====== Teks Sumber ======

Jaring Pengaman Sektor Keuangan (JPSK) atau financial safety net (FSN) telah menjadi instrumen yang banyak dilaksanakan diberbagai Negara, khususnya setelah terjadinya berbagai krisis keuangan. Secara generik konsep JPSK atau FSN diberbagai Negara mempunyai  tujuan untuk menciptakan suatu sistem yang dapat mendeteksi secara dini apa yang harus dilakukan seandainya akan terjadi krisis keuangan. Dengan pendekatan tersebut minimal dapat diharapkan apabila terjadi krisis penanganannya lebih cepat,tepat dan efisien.

====== Daftar Catatan ======

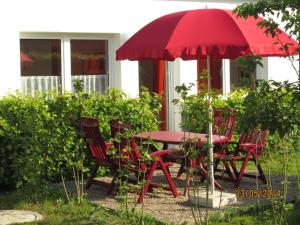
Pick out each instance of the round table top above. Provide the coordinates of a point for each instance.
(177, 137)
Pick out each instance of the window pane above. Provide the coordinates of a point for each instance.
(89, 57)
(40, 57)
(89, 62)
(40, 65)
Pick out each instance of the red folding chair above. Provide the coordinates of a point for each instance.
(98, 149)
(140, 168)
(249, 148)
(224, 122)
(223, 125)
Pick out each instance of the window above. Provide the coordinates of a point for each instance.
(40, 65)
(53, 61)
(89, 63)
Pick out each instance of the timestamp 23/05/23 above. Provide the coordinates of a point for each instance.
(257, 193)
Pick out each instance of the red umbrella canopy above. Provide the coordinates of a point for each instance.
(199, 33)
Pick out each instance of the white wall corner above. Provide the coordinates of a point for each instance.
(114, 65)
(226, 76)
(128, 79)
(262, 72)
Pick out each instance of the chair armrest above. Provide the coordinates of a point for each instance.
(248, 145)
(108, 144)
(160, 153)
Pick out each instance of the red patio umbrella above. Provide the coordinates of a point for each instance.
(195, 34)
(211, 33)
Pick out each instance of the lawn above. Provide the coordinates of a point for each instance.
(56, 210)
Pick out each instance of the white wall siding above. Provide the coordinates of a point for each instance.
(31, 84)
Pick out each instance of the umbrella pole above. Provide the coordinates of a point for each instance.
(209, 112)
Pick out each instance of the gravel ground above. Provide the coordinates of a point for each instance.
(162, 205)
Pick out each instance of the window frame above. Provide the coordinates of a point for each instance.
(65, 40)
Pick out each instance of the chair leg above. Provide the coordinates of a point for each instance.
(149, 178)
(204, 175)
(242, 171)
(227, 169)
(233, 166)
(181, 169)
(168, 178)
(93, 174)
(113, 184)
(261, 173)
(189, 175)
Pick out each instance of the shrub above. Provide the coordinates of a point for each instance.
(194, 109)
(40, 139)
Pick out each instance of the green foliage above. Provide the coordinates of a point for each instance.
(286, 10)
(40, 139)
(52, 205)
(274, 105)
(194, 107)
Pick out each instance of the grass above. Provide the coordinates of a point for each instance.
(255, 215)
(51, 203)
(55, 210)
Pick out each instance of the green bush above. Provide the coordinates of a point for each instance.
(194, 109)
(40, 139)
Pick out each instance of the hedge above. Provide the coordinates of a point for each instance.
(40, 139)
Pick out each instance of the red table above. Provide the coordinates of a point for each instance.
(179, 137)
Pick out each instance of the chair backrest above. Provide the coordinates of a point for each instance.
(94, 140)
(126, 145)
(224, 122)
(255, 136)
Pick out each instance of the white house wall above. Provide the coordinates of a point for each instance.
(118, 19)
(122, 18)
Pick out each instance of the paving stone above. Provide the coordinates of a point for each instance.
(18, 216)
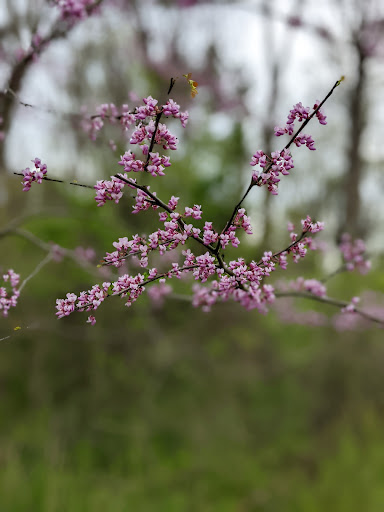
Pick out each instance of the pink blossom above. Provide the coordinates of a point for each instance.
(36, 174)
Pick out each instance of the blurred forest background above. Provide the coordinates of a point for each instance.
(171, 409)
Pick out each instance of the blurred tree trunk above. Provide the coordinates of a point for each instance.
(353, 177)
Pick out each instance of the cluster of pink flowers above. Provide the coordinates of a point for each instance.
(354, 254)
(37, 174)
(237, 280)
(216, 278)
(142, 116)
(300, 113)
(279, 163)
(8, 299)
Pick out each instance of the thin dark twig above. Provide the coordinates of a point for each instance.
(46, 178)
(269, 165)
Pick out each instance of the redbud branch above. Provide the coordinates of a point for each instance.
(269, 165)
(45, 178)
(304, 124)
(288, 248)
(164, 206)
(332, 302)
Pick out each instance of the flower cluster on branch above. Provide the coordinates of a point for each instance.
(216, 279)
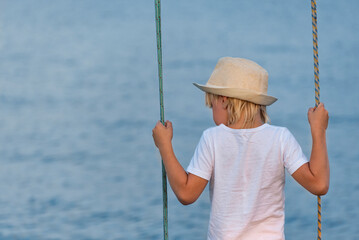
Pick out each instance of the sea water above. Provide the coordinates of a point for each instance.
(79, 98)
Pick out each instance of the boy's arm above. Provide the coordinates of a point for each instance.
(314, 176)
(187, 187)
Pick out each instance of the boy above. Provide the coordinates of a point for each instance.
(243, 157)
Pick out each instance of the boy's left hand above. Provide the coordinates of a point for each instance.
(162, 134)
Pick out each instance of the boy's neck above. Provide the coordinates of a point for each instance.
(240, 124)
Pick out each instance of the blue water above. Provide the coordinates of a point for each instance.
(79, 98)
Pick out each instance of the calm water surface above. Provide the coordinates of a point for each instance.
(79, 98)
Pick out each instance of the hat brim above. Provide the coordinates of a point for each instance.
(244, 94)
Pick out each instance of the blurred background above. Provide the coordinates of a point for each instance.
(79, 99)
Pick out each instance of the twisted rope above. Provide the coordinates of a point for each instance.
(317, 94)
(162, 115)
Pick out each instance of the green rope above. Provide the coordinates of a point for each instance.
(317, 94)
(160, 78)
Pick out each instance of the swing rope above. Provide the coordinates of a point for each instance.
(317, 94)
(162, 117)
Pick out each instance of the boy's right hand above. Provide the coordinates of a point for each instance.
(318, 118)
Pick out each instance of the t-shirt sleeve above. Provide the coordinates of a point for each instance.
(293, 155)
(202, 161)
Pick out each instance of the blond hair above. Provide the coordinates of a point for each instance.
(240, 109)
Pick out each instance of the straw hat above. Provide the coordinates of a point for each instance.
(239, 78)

======

Menurut teks sumber, mengapa konsep JPSK dirancang untuk mendeteksi secara dini apa yang harus dilakukan jika krisis keuangan akan terjadi? Jawablah dalam satu sampai tiga kalimat.

Dengan sistem yang mendeteksi secara dini langkah yang harus diambil menjelang krisis keuangan, penanganan krisis minimal diharapkan menjadi lebih cepat, tepat, dan efisien apabila krisis benar-benar terjadi.